Copy out the stretch below from the line containing "instance of lamp" through the line containing "left=253, top=278, right=267, bottom=324", with both of those lines included.
- - -
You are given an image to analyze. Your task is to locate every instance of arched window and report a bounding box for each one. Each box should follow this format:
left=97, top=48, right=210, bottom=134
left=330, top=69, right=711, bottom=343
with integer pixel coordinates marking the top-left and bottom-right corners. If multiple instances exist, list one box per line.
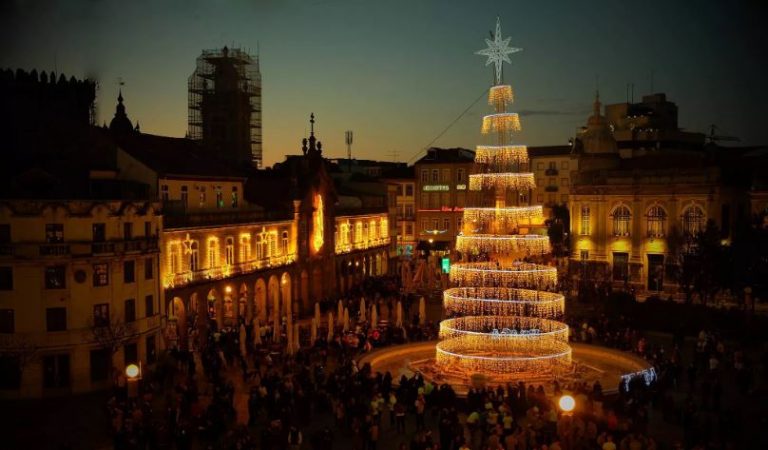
left=611, top=205, right=632, bottom=236
left=168, top=242, right=181, bottom=273
left=682, top=205, right=704, bottom=236
left=579, top=205, right=590, bottom=235
left=189, top=241, right=200, bottom=272
left=646, top=205, right=667, bottom=237
left=280, top=231, right=288, bottom=255
left=208, top=238, right=221, bottom=268
left=240, top=234, right=251, bottom=262
left=224, top=236, right=235, bottom=266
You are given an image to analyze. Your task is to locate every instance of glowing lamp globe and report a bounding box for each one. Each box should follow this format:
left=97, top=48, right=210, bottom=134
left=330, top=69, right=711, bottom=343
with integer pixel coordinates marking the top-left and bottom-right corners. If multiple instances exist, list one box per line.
left=125, top=364, right=139, bottom=378
left=557, top=395, right=576, bottom=412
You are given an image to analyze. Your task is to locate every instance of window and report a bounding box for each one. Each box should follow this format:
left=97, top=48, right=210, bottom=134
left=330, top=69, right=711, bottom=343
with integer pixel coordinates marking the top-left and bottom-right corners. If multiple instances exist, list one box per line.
left=216, top=186, right=224, bottom=208
left=93, top=223, right=107, bottom=242
left=579, top=205, right=589, bottom=235
left=45, top=308, right=67, bottom=331
left=45, top=266, right=67, bottom=289
left=93, top=263, right=109, bottom=287
left=0, top=223, right=11, bottom=244
left=123, top=342, right=139, bottom=366
left=144, top=295, right=155, bottom=317
left=93, top=303, right=109, bottom=327
left=683, top=205, right=704, bottom=236
left=240, top=234, right=251, bottom=262
left=0, top=267, right=13, bottom=291
left=91, top=348, right=112, bottom=381
left=611, top=205, right=632, bottom=236
left=125, top=298, right=136, bottom=323
left=208, top=238, right=221, bottom=268
left=45, top=223, right=64, bottom=244
left=646, top=205, right=667, bottom=237
left=146, top=335, right=157, bottom=364
left=123, top=222, right=133, bottom=241
left=200, top=186, right=206, bottom=208
left=144, top=258, right=155, bottom=280
left=0, top=308, right=16, bottom=333
left=123, top=261, right=136, bottom=283
left=189, top=241, right=200, bottom=272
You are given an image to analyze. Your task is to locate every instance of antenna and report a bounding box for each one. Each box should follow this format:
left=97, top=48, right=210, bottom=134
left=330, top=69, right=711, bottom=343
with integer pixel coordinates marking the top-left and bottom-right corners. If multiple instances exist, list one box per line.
left=344, top=130, right=352, bottom=173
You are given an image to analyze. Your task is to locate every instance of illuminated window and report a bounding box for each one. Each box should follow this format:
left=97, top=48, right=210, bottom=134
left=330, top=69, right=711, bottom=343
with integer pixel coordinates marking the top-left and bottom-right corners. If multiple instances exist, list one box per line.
left=240, top=234, right=251, bottom=262
left=189, top=241, right=200, bottom=272
left=683, top=205, right=704, bottom=236
left=646, top=205, right=667, bottom=237
left=168, top=242, right=181, bottom=273
left=224, top=236, right=235, bottom=266
left=611, top=205, right=632, bottom=236
left=579, top=205, right=589, bottom=235
left=208, top=238, right=221, bottom=268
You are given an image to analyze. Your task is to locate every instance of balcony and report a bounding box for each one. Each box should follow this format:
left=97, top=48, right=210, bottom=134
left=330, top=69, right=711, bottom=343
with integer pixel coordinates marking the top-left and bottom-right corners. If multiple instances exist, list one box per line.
left=163, top=253, right=296, bottom=289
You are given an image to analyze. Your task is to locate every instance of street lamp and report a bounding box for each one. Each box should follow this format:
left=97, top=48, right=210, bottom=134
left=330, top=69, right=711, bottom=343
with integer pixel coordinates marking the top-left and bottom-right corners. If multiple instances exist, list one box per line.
left=557, top=395, right=576, bottom=414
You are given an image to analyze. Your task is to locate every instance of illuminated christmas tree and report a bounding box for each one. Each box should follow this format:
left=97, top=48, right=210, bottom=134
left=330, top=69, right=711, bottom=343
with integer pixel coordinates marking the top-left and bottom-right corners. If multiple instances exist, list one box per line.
left=436, top=19, right=571, bottom=381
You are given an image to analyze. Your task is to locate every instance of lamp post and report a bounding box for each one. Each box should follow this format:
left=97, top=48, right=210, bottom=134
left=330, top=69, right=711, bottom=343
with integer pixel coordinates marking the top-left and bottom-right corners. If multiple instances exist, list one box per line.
left=125, top=363, right=141, bottom=398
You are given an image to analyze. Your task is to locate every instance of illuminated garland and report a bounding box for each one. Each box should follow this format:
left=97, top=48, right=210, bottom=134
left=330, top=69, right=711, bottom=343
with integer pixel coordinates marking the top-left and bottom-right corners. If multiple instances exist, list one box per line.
left=475, top=145, right=528, bottom=166
left=481, top=113, right=521, bottom=134
left=456, top=234, right=550, bottom=255
left=464, top=205, right=544, bottom=228
left=469, top=173, right=536, bottom=191
left=443, top=287, right=565, bottom=319
left=488, top=84, right=514, bottom=107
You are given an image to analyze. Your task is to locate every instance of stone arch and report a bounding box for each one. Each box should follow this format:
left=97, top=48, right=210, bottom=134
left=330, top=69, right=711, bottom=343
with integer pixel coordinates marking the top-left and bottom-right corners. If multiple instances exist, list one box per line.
left=280, top=272, right=296, bottom=313
left=267, top=275, right=281, bottom=318
left=253, top=278, right=267, bottom=324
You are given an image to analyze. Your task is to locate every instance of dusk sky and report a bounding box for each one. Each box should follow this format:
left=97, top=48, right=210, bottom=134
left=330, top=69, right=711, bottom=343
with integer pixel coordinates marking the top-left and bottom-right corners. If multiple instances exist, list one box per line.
left=0, top=0, right=768, bottom=165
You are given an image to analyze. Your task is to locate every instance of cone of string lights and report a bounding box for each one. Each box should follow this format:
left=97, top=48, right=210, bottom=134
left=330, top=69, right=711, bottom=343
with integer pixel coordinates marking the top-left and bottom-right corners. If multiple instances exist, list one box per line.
left=435, top=19, right=571, bottom=381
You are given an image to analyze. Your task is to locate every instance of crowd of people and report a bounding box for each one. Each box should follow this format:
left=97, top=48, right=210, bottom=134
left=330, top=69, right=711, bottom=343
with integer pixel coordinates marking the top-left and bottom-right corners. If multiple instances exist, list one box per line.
left=100, top=277, right=754, bottom=450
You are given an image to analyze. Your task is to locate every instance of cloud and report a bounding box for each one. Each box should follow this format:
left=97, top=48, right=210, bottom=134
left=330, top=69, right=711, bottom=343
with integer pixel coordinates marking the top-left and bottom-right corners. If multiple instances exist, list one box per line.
left=518, top=109, right=589, bottom=117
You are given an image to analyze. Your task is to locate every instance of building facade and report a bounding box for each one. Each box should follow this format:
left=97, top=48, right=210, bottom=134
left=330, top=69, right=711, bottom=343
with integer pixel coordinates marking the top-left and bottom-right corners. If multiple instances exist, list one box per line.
left=414, top=148, right=475, bottom=252
left=0, top=200, right=162, bottom=397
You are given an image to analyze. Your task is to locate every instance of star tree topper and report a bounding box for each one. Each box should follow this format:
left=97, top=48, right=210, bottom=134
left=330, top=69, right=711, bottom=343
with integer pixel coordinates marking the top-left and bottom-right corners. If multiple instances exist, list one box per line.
left=475, top=17, right=523, bottom=85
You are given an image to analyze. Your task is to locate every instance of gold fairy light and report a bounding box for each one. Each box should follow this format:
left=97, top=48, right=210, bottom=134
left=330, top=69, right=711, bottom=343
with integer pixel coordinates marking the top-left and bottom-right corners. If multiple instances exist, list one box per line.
left=456, top=234, right=550, bottom=255
left=464, top=205, right=544, bottom=228
left=469, top=173, right=536, bottom=191
left=449, top=261, right=557, bottom=290
left=488, top=84, right=514, bottom=106
left=480, top=113, right=522, bottom=134
left=475, top=145, right=528, bottom=166
left=443, top=287, right=565, bottom=319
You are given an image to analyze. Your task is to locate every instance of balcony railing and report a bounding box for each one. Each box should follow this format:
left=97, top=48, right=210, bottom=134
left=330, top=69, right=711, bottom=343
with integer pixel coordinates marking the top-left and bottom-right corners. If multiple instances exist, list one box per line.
left=163, top=253, right=296, bottom=288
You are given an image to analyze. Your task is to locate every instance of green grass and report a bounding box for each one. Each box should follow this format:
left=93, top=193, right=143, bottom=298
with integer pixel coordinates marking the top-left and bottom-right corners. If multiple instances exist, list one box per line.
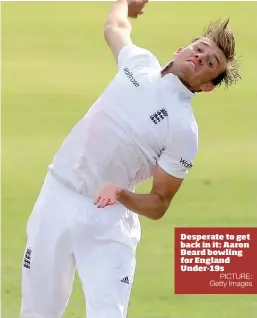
- - -
[Result of this exercise]:
You are given an image to analyze. Your task is to locate every instance of lamp post and report a bounding box for each one. Each box should follow this format:
left=97, top=48, right=210, bottom=134
left=330, top=69, right=711, bottom=343
with integer pixel coordinates marking the top-left and bottom-right corners. If multiple instances exist, list one box per line.
left=125, top=363, right=141, bottom=398
You are given an image to analyze. Your task is to locate every instance of illuminated garland and report a bounding box for each one. Each box should follow this format:
left=97, top=48, right=210, bottom=134
left=330, top=69, right=711, bottom=343
with integer pixel coordinates marking the top-left and bottom-right corners. If multiple instances exist, list one box per line.
left=475, top=145, right=528, bottom=166
left=481, top=113, right=521, bottom=134
left=456, top=234, right=550, bottom=255
left=464, top=205, right=544, bottom=228
left=469, top=173, right=536, bottom=191
left=443, top=287, right=565, bottom=319
left=488, top=84, right=514, bottom=107
You are given an image to analyze. Your task is to locate every instance of stone arch and report a bounding box for each one. Each box should follow this format:
left=97, top=48, right=210, bottom=134
left=330, top=69, right=711, bottom=343
with integer pixel coordinates marking the top-left and bottom-right corners. If multiple instances exist, list one box per line.
left=280, top=272, right=296, bottom=313
left=267, top=275, right=281, bottom=318
left=253, top=278, right=267, bottom=324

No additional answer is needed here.